◆ **PROBLEM DESCRIPTION**: Transcribe, exactly as they appear, only the lines from the one holding "of the brown" through the end of the entries below.

◆ **PROVIDED RECORDS**:

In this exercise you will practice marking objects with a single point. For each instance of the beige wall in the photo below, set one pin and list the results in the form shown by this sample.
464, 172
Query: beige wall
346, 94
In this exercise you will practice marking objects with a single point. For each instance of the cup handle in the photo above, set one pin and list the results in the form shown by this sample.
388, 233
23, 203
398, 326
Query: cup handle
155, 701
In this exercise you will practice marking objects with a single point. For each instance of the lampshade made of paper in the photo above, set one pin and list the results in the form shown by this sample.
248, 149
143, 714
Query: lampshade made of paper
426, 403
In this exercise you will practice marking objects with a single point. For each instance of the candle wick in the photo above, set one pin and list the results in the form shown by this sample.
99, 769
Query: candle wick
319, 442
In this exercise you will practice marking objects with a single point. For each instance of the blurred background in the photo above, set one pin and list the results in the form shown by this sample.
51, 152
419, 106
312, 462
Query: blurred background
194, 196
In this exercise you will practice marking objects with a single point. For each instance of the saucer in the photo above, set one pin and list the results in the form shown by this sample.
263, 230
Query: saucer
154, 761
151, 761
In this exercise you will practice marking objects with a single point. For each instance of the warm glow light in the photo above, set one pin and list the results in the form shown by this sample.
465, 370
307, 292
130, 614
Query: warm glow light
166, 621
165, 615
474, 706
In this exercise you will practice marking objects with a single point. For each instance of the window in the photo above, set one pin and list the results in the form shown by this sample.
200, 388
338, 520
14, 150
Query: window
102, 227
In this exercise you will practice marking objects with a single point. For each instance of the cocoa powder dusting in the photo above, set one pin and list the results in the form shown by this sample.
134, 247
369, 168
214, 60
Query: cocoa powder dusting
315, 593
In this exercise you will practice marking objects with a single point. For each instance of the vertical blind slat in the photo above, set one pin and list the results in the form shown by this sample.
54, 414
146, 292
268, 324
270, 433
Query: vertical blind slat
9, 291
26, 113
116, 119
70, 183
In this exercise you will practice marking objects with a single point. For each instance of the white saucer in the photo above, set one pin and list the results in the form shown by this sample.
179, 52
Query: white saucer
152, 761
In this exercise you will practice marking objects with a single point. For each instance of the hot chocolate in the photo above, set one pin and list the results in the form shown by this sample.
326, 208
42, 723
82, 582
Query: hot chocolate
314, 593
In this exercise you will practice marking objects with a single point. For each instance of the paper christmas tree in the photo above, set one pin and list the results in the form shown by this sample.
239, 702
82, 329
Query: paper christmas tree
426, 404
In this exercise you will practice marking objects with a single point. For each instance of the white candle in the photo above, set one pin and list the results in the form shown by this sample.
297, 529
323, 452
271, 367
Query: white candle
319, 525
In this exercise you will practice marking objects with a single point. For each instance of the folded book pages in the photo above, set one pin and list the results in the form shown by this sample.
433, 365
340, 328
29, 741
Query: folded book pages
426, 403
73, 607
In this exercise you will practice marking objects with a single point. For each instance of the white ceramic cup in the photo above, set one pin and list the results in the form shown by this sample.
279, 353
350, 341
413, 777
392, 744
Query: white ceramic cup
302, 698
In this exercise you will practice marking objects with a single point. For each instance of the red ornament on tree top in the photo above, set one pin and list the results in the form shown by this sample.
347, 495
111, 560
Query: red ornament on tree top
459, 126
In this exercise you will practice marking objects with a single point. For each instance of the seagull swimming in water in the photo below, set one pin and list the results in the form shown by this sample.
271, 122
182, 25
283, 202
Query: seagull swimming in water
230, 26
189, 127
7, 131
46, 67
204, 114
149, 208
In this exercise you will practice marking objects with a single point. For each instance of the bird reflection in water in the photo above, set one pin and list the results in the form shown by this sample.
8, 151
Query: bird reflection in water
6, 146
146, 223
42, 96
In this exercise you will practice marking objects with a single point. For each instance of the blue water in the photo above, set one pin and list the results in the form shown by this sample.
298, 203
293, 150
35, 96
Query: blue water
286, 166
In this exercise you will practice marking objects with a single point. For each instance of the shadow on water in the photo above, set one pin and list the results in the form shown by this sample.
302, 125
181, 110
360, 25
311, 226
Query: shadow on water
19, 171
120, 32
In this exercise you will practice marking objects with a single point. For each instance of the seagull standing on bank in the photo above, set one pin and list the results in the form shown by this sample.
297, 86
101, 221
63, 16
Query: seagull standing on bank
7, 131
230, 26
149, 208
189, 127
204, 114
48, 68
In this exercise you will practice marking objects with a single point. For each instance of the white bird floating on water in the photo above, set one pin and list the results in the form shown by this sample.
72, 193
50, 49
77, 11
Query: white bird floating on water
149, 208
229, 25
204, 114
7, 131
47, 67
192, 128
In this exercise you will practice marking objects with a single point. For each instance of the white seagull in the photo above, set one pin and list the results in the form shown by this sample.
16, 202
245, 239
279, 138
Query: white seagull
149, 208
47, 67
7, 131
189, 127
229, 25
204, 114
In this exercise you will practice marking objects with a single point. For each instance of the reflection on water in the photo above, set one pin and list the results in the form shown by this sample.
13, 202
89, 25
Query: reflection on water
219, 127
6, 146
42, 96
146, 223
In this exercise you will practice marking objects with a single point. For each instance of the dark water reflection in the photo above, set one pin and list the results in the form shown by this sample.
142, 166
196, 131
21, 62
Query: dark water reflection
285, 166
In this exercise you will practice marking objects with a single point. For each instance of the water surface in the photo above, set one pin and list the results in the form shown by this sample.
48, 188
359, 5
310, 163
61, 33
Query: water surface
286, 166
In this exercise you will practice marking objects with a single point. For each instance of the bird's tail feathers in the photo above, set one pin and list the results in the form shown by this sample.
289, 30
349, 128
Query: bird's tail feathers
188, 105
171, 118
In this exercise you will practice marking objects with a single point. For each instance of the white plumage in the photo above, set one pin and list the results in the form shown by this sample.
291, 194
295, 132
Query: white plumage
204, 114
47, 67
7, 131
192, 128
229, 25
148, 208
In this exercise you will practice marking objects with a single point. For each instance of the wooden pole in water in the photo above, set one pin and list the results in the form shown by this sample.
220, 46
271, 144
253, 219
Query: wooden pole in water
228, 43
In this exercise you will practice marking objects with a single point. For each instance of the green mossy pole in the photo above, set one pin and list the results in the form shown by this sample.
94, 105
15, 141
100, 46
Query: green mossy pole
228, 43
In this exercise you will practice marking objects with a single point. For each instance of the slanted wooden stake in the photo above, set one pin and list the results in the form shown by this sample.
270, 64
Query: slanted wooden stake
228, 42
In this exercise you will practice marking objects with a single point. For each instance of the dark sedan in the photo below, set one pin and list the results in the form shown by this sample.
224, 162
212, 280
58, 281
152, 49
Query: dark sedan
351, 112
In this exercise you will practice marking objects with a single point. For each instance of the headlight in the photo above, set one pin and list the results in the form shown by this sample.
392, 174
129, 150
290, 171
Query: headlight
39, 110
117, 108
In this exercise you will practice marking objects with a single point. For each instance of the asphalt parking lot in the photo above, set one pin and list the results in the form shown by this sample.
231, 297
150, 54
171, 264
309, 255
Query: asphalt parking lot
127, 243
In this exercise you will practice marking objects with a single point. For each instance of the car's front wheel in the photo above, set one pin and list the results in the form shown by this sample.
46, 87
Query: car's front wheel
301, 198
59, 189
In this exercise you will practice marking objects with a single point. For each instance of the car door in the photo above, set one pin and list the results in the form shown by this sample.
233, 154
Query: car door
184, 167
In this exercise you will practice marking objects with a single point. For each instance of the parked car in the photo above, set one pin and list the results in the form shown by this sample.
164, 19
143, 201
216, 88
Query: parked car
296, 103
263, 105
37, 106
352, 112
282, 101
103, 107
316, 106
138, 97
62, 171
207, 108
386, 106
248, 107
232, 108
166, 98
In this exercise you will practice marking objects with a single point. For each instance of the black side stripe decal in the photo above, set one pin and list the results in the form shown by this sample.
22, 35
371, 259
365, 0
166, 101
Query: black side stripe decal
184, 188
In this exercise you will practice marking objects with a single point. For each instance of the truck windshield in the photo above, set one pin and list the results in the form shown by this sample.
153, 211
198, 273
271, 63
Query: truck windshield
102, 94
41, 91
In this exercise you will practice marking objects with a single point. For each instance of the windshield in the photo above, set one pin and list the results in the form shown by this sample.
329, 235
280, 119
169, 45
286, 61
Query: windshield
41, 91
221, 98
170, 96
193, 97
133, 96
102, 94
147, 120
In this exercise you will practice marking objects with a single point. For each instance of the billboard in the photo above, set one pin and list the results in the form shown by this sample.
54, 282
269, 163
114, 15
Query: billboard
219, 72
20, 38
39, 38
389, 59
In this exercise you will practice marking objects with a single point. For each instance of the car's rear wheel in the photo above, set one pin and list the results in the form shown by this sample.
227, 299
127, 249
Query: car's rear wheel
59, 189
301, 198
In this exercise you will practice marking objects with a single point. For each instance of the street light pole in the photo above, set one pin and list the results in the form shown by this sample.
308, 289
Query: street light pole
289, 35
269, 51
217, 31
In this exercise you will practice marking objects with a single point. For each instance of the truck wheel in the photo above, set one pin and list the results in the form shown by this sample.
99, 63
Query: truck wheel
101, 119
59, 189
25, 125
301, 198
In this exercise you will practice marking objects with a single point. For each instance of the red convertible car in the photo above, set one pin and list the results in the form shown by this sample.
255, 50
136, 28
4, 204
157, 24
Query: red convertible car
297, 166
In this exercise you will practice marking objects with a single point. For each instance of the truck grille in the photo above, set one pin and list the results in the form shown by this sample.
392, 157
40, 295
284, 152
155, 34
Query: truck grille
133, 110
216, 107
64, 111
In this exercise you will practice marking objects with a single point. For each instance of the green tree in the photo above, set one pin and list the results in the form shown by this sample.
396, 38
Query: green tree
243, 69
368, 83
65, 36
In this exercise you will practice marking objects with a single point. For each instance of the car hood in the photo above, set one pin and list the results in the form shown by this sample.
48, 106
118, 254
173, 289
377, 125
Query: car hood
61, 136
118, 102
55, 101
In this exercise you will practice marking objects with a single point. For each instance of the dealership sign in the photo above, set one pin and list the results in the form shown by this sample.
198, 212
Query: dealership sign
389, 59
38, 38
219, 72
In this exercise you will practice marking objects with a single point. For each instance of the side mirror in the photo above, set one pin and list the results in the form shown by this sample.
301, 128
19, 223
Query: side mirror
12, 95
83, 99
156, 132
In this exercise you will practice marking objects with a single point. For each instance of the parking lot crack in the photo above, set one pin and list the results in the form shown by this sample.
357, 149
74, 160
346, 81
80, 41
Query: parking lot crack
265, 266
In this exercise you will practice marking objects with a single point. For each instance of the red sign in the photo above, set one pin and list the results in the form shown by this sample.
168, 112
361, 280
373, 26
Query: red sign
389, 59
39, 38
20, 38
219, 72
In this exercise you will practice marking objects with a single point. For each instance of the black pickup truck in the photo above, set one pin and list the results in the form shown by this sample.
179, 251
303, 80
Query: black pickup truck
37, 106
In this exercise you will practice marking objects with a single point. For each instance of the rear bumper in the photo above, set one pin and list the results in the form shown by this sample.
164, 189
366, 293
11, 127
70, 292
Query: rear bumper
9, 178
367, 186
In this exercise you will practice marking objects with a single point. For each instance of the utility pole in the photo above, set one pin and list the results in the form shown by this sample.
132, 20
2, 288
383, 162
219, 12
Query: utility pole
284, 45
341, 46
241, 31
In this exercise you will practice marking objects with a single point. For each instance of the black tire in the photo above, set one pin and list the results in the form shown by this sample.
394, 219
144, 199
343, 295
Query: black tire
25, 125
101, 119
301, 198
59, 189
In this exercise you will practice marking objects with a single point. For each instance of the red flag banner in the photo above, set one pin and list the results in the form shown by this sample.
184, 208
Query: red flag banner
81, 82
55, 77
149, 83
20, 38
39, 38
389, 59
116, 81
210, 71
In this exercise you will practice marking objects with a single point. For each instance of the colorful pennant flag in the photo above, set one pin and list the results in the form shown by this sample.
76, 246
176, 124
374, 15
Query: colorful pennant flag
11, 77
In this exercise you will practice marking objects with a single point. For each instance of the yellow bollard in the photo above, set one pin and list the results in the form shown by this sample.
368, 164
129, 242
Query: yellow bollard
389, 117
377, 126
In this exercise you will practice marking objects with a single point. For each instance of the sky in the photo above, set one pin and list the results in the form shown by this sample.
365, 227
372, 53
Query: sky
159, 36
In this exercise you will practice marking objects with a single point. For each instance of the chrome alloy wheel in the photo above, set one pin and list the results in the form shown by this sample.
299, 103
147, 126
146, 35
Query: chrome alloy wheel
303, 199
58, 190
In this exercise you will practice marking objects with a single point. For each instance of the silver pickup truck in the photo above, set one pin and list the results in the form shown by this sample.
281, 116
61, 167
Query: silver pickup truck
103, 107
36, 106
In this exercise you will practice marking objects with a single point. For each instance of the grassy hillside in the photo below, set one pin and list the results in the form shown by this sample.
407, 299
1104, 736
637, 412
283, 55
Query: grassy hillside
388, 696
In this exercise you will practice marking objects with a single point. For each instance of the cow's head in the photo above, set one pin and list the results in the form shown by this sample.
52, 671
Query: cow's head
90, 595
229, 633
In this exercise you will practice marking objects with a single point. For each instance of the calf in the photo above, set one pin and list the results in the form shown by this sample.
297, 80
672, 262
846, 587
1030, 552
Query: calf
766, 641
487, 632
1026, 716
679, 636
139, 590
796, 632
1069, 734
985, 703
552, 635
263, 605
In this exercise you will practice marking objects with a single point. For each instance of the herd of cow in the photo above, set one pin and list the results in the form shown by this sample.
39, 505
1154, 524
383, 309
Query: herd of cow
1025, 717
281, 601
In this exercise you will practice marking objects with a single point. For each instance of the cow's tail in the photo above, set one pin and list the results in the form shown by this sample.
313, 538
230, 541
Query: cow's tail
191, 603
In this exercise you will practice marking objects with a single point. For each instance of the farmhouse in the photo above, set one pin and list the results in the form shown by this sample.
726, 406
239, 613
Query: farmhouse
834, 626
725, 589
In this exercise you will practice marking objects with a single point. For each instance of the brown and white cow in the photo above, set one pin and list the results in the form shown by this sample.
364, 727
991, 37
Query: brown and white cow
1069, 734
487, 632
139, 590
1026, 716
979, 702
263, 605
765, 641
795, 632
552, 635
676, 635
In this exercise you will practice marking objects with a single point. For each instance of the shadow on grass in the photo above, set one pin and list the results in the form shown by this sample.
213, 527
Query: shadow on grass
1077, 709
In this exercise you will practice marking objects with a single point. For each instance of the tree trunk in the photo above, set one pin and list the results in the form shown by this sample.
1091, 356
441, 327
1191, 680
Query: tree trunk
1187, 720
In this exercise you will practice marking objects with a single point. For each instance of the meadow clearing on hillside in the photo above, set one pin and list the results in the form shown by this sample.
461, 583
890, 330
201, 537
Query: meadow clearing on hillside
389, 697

◆ **CORRECT ANSWER**:
In this exercise you will practice marking objects with a single point. For each instance of the brown and white cow in the photo above, set one pin and list the results in the form shown by this sample.
364, 727
991, 37
Query: brown and white cow
1069, 734
487, 632
139, 590
1026, 716
979, 702
263, 605
765, 641
795, 632
552, 635
676, 635
In this exercise you will practice marking objects with a single point. For each instance of the shadow on grass in the photo above, set one pin and list the results in the form shown by this sample.
213, 527
Query: shadow on grass
1077, 709
In this exercise you will practice marking objects with a single point. For each instance of the tree trunk in the photo above, set one pin and list the results in the form shown by this sample.
1091, 356
441, 327
1191, 680
Query: tree trunk
1187, 720
In this exercise you will practice marking objects with a single point. For each instance of the meadow clearing on hillside in the photo above, set one pin and list the results in the form shown by this sample.
461, 583
890, 330
201, 537
Query: meadow clearing on hillside
389, 697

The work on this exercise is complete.